User Edit Pencil Streamline Icon: https://streamlinehq.com
Authors (8)
  1. Zhicheng Lee (3 papers)
  2. Shulin Cao (23 papers)
  3. Jinxin Liu (49 papers)
  4. Jiajie Zhang (30 papers)
  5. Weichuan Liu (4 papers)
  6. Xiaoyin Che (5 papers)
  7. Lei Hou (127 papers)
  8. Juanzi Li (144 papers)

Summary

ReaRAG: A Methodology for Improving Factual Accuracy in Large Reasoning Models

The paper at hand introduces ReaRAG, a methodology aimed at improving the factual accuracy of Large Reasoning Models (LRMs) by integrating knowledge-guided reasoning into the Retrieval-Augmented Generation (RAG) framework. ReaRAG, developed by a collaboration between researchers at Tsinghua University and Siemens AG, addresses key challenges in the integration of external knowledge sources with LRMs to enhance reasoning robustness and factuality, especially in multi-hop question-answering tasks.

** Provided records **
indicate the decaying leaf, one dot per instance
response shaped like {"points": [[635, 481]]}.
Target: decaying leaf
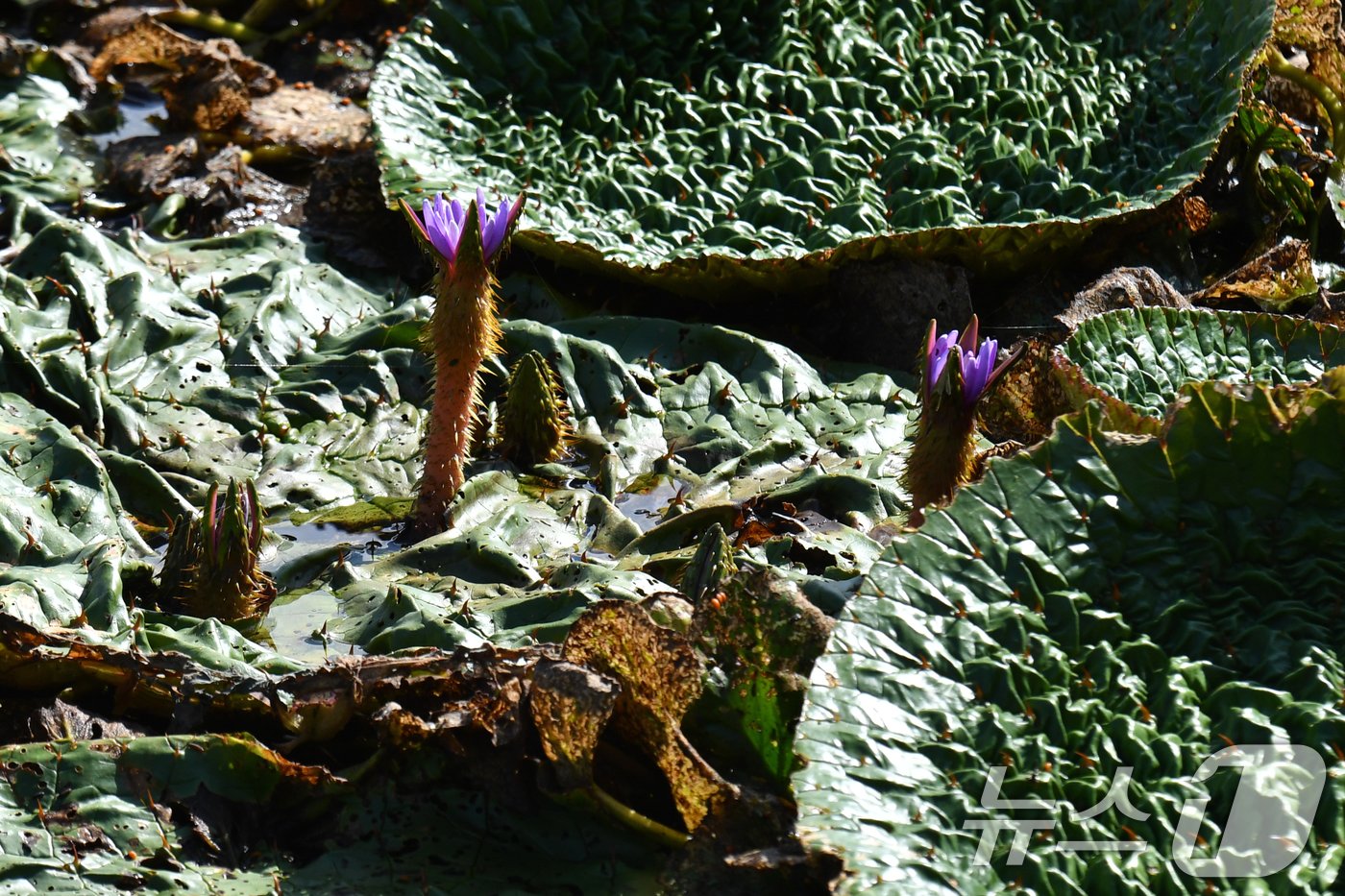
{"points": [[659, 677], [571, 707], [308, 118], [212, 81], [1277, 280], [1041, 386], [762, 631]]}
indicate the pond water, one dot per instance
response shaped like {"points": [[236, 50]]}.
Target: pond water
{"points": [[648, 507], [138, 114]]}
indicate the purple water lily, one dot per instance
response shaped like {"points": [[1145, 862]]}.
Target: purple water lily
{"points": [[975, 363], [441, 222]]}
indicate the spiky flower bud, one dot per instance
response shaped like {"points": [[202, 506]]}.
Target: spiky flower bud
{"points": [[710, 566], [957, 375], [464, 331], [535, 422], [210, 568]]}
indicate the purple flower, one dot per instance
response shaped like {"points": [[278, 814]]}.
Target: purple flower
{"points": [[977, 365], [443, 222]]}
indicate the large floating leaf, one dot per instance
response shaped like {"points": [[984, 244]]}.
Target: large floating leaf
{"points": [[183, 363], [1145, 355], [185, 814], [1105, 601], [39, 157], [723, 140]]}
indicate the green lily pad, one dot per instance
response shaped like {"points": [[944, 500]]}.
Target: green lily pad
{"points": [[1105, 601], [766, 143], [1145, 355]]}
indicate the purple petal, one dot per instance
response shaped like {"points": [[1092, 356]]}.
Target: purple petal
{"points": [[939, 356], [975, 370]]}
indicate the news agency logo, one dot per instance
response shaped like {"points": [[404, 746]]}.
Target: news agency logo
{"points": [[1278, 790]]}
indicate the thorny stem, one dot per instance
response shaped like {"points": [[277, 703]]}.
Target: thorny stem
{"points": [[258, 12], [1278, 64], [463, 332], [305, 26], [636, 821], [211, 22]]}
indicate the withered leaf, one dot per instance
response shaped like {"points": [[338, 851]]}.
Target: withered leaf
{"points": [[661, 677]]}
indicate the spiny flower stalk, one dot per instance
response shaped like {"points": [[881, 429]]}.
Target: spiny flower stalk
{"points": [[535, 422], [958, 372], [210, 568], [463, 332]]}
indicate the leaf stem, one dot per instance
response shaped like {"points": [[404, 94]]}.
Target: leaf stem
{"points": [[211, 22], [643, 824], [1278, 64]]}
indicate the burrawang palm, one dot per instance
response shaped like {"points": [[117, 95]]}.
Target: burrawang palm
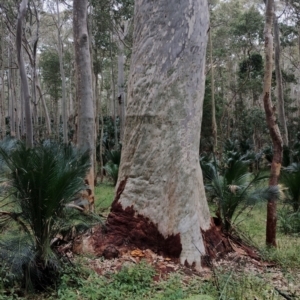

** Directions **
Continue the ReaRAG summary from its last sentence. The entries have no connection to the ReaRAG summary.

** Solved problem **
Large Reasoning Models inherently possess formidable reasoning abilities attributed to their parametric knowledge. However, this reliance often limits their capacity for factual accuracy, as these models struggle to retrieve and incorporate external contextual information. Previous attempts to augment LRMs with retrieval functionalities through iterative query strategies have seen limited success. Such methods often suffer from propagation errors and robustness issues, detracting from their ability to effectively solve tasks that require reasoning over multiple steps or hops.

The proposed ReaRAG model seeks to mitigate these challenges by methodically constructing reasoning chains initialized by the LRM and augmented by knowledge retrieved from external sources. The authors introduce a novel data construction framework that drives this process, explicitly capping the reasoning chain length to prevent redundancy and inefficiency. The research highlights the Thought-Action-Observation paradigm operational within ReaRAG, whereby the model reflects critically on previously gathered knowledge before deciding on its next move. This framework enables ReaRAG to iteratively execute search actions, terminate searches judiciously, and self-correct when errors are detected.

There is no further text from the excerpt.